**What you are asked to do:** The line containing "on the green" marks the start; please restate exactly that line and only the lines following it through the end of the material below.

**Records to use:**

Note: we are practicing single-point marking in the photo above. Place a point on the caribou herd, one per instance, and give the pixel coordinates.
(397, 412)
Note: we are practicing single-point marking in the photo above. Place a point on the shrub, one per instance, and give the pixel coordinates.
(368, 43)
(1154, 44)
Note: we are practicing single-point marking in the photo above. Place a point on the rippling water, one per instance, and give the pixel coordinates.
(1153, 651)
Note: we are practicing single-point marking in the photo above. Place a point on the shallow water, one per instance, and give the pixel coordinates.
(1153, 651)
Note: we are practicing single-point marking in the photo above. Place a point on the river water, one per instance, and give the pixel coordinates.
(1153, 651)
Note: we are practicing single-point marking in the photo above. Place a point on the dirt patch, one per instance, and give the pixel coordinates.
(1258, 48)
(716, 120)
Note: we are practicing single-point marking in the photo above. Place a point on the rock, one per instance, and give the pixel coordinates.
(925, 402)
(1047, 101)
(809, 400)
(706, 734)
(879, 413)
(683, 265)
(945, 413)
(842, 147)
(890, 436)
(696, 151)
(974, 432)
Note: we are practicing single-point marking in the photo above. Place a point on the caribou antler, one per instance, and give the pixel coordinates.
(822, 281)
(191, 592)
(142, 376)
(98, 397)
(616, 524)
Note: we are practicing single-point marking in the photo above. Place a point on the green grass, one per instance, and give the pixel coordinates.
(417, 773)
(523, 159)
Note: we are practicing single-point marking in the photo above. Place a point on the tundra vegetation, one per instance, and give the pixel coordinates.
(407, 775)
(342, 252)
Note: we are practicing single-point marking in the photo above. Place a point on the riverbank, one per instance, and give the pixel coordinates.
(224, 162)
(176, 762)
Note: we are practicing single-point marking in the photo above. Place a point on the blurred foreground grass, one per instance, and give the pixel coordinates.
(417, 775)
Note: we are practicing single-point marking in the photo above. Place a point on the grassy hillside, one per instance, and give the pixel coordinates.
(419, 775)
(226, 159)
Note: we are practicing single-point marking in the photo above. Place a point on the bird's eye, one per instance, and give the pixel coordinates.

**Answer to the problem:**
Note: we are practicing single-point marking in the photo above. Place a point on the green grass, one per instance, and give the pixel coordinates.
(417, 773)
(523, 159)
Note: we are practicing single-point marking in the photo above. Place a point on the tundra vegetation, one per instance, and give the pixel coordinates.
(407, 775)
(342, 252)
Note: we are practicing single-point marking in the photo above. Place a point on the riverbank, one per instance, and give the pixel coordinates.
(224, 162)
(176, 762)
Note: we are practicing single-point marking in the photo above. Place a point on the blurred foreground grass, one per instance, and give the pixel coordinates.
(417, 775)
Note: we are practicing single-point marking in the photo above. Place a point on the grassy hillside, one per instance, and give the pixel coordinates.
(419, 775)
(226, 159)
Note: we are practicing single-point marking in the photo above. Place a point on the bird's eye, one per instance, and give the pixel coordinates.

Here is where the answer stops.